INSTRUCTIONS FOR THE TASK.
Please report every line from the material that contains the word "below".

THE DATA.
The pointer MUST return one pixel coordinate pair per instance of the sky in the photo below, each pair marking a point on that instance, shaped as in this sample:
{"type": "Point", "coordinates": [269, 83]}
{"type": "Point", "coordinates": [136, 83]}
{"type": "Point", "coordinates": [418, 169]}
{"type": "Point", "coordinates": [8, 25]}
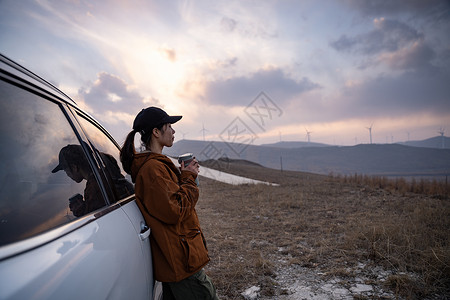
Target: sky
{"type": "Point", "coordinates": [245, 71]}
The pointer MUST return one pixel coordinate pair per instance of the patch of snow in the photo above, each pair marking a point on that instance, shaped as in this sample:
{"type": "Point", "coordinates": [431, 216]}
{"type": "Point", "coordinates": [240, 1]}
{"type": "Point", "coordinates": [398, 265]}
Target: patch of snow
{"type": "Point", "coordinates": [361, 288]}
{"type": "Point", "coordinates": [226, 177]}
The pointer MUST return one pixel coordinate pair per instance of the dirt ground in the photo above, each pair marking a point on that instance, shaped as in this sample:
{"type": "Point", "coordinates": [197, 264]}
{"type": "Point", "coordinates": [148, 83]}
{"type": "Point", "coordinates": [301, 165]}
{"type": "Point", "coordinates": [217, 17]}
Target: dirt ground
{"type": "Point", "coordinates": [317, 237]}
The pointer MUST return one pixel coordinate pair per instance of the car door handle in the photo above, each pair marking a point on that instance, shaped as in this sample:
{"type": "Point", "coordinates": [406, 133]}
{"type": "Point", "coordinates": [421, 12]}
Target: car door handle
{"type": "Point", "coordinates": [145, 231]}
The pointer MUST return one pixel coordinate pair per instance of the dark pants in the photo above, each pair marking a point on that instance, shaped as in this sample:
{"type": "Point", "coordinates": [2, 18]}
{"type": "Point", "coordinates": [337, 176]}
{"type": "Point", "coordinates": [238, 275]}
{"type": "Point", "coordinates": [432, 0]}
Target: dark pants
{"type": "Point", "coordinates": [195, 287]}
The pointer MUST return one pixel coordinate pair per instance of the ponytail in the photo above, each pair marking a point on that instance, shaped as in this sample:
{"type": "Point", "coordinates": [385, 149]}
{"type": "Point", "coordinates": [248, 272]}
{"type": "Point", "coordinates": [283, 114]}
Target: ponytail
{"type": "Point", "coordinates": [127, 152]}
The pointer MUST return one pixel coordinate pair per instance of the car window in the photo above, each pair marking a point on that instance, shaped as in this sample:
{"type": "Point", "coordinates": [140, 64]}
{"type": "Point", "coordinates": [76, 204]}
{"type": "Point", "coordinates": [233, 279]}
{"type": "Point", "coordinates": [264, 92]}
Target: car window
{"type": "Point", "coordinates": [41, 167]}
{"type": "Point", "coordinates": [109, 154]}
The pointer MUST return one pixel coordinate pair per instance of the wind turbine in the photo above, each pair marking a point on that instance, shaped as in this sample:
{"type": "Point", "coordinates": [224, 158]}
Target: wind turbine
{"type": "Point", "coordinates": [184, 134]}
{"type": "Point", "coordinates": [441, 132]}
{"type": "Point", "coordinates": [370, 132]}
{"type": "Point", "coordinates": [203, 130]}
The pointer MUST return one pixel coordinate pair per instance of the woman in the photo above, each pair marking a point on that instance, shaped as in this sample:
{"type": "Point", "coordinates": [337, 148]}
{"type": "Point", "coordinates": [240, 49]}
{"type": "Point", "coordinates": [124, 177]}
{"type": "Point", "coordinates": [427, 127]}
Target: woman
{"type": "Point", "coordinates": [167, 197]}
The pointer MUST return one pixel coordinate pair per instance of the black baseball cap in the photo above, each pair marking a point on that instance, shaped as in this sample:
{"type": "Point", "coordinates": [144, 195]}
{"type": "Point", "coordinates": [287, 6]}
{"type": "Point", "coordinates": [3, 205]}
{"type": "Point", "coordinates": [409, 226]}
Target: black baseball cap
{"type": "Point", "coordinates": [152, 117]}
{"type": "Point", "coordinates": [70, 154]}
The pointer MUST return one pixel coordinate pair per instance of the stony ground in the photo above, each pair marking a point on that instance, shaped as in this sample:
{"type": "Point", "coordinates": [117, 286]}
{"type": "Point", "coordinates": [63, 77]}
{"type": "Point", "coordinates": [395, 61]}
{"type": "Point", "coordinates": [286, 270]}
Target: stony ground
{"type": "Point", "coordinates": [314, 237]}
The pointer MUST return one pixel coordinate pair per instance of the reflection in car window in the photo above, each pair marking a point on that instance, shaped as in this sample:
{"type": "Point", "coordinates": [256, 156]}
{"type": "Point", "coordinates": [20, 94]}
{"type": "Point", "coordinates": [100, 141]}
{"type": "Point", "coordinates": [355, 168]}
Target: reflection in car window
{"type": "Point", "coordinates": [109, 155]}
{"type": "Point", "coordinates": [32, 133]}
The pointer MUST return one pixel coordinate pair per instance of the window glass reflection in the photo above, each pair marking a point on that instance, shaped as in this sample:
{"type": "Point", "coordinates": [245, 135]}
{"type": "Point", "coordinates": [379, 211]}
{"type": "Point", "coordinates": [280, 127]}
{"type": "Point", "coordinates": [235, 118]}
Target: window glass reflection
{"type": "Point", "coordinates": [32, 198]}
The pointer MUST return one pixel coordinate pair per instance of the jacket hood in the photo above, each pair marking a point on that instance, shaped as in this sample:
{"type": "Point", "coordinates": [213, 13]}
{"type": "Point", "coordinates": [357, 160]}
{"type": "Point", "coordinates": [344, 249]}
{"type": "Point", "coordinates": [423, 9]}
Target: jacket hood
{"type": "Point", "coordinates": [141, 158]}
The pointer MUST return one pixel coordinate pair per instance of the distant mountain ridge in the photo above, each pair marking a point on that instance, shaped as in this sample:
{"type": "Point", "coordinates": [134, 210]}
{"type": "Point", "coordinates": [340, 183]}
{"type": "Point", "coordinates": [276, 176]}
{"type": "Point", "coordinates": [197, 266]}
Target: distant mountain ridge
{"type": "Point", "coordinates": [371, 159]}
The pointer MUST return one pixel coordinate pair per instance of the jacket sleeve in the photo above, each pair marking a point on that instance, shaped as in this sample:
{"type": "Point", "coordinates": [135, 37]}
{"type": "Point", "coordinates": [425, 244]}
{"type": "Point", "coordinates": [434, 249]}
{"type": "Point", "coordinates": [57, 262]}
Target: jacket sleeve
{"type": "Point", "coordinates": [163, 196]}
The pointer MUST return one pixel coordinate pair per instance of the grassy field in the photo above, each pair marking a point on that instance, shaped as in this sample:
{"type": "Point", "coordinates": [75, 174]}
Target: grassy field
{"type": "Point", "coordinates": [326, 224]}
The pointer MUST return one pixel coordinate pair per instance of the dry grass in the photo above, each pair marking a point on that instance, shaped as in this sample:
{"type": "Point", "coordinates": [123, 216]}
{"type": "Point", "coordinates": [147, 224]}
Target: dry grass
{"type": "Point", "coordinates": [325, 223]}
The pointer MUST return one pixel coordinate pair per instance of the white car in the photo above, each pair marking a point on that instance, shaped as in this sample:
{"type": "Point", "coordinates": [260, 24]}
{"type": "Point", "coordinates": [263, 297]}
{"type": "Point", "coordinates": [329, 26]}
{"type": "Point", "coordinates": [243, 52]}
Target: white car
{"type": "Point", "coordinates": [69, 224]}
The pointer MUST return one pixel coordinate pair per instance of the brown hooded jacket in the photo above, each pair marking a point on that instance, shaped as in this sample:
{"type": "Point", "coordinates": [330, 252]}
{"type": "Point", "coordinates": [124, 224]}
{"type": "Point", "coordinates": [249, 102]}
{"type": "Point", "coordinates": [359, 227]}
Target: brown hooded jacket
{"type": "Point", "coordinates": [167, 199]}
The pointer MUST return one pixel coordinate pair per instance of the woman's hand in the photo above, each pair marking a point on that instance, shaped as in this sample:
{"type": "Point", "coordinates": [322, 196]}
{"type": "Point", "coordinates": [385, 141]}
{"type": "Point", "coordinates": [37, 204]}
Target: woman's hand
{"type": "Point", "coordinates": [193, 166]}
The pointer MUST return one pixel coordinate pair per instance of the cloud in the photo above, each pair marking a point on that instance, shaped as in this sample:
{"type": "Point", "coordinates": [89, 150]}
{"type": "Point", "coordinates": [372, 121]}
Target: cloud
{"type": "Point", "coordinates": [242, 90]}
{"type": "Point", "coordinates": [228, 24]}
{"type": "Point", "coordinates": [110, 93]}
{"type": "Point", "coordinates": [416, 56]}
{"type": "Point", "coordinates": [433, 9]}
{"type": "Point", "coordinates": [170, 54]}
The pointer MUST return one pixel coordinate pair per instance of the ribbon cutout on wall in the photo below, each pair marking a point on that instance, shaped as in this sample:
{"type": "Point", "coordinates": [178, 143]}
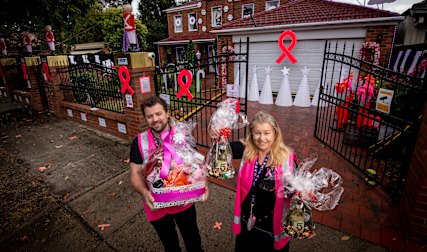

ANSWER SPACE.
The pointer MUST return one pixel coordinate pair per instance of the sky in the photo below, each pair marking a point on that instance, shaped as in this sample:
The pointer MUST return one pixel coordinate pair per instance of the ribbon cutout on wall in the photo below, each pair marking a point on that instance, shaped as in this sample:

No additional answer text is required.